= GIVEN TASK =
Return every one of the records below word for word, with each line in its original order.

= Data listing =
=-=-=-=-=

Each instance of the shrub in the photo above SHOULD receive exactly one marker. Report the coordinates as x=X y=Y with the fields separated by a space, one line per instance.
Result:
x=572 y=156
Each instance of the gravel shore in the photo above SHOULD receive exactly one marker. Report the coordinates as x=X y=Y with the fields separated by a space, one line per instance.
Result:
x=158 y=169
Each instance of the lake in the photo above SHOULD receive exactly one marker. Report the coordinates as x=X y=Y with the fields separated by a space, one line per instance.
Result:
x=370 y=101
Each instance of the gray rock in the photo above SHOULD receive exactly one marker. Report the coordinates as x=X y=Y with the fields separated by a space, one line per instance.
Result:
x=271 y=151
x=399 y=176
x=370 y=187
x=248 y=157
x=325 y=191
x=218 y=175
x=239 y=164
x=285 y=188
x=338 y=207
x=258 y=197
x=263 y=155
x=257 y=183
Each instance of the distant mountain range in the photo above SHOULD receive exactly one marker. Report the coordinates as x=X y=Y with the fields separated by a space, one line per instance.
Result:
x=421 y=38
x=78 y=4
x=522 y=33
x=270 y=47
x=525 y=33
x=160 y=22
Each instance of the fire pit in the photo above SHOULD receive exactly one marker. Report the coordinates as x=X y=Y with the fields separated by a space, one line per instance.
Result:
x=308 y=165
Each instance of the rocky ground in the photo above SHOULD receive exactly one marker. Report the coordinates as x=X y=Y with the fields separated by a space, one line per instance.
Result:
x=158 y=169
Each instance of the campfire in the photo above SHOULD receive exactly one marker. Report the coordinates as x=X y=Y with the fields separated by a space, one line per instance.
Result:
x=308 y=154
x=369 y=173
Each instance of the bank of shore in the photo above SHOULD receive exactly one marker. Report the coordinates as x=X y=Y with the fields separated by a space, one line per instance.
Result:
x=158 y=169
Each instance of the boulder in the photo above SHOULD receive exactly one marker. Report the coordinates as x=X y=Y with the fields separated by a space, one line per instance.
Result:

=-=-=-=-=

= RIGHT ANSWER =
Each instance of the shrub in the photo above SHOULD receive exactly one marker. Report the coordinates as x=X y=Y with the fields separated by a space, one line per instance.
Result:
x=572 y=156
Each instance of the gravel shore in the photo above SHOULD receive exactly one marker. Report the coordinates as x=X y=Y with the fields separated by a space, one line per instance.
Result:
x=158 y=169
Each instance of the lake in the photo above SHOULD receive exactly one marker. Report the coordinates as x=X y=Y with the fields separated by a space, one line per instance.
Result:
x=370 y=101
Each instance of the gray rock in the photo above SHOULD receive exactly one marker. Report the coordinates as x=X y=Y with the fields separated by a space, one line per instance.
Result:
x=271 y=151
x=399 y=176
x=370 y=187
x=248 y=157
x=325 y=191
x=218 y=175
x=239 y=164
x=285 y=188
x=338 y=207
x=258 y=197
x=263 y=155
x=257 y=183
Each instance of the distant mountain range in the photo above SHOULD receive exactly one marker. Report the coordinates as x=X y=Y with the fields separated by a space, one line per instance.
Result:
x=421 y=38
x=78 y=4
x=522 y=33
x=270 y=47
x=525 y=33
x=160 y=22
Each instance of the fire pit in the photo above SHOULD receive exactly one marker. Report the coordinates as x=X y=Y with the fields separated by a space, one line per instance.
Result:
x=308 y=165
Each instance of the rocky ground in the photo above SHOULD receive exactly one marker. Report the coordinates as x=X y=Y with the fields separated by a space, one line per instance.
Result:
x=158 y=169
Each instance of the campfire in the photo above SHOULD receive exactly one marker. Report the coordinates as x=X y=Y with the fields separated by a space, one line per instance.
Result:
x=308 y=154
x=369 y=173
Each instance of the bank of shore in the photo above SHOULD receive exactly one marker. Report the coordinates as x=X y=Y with the fields separated by a space, one line per instance.
Result:
x=158 y=169
Each instance of the boulder in the photo above SHOULD receive exactly one marker. Report the coordinates as x=X y=Y with the fields separated by a space, one line per instance.
Result:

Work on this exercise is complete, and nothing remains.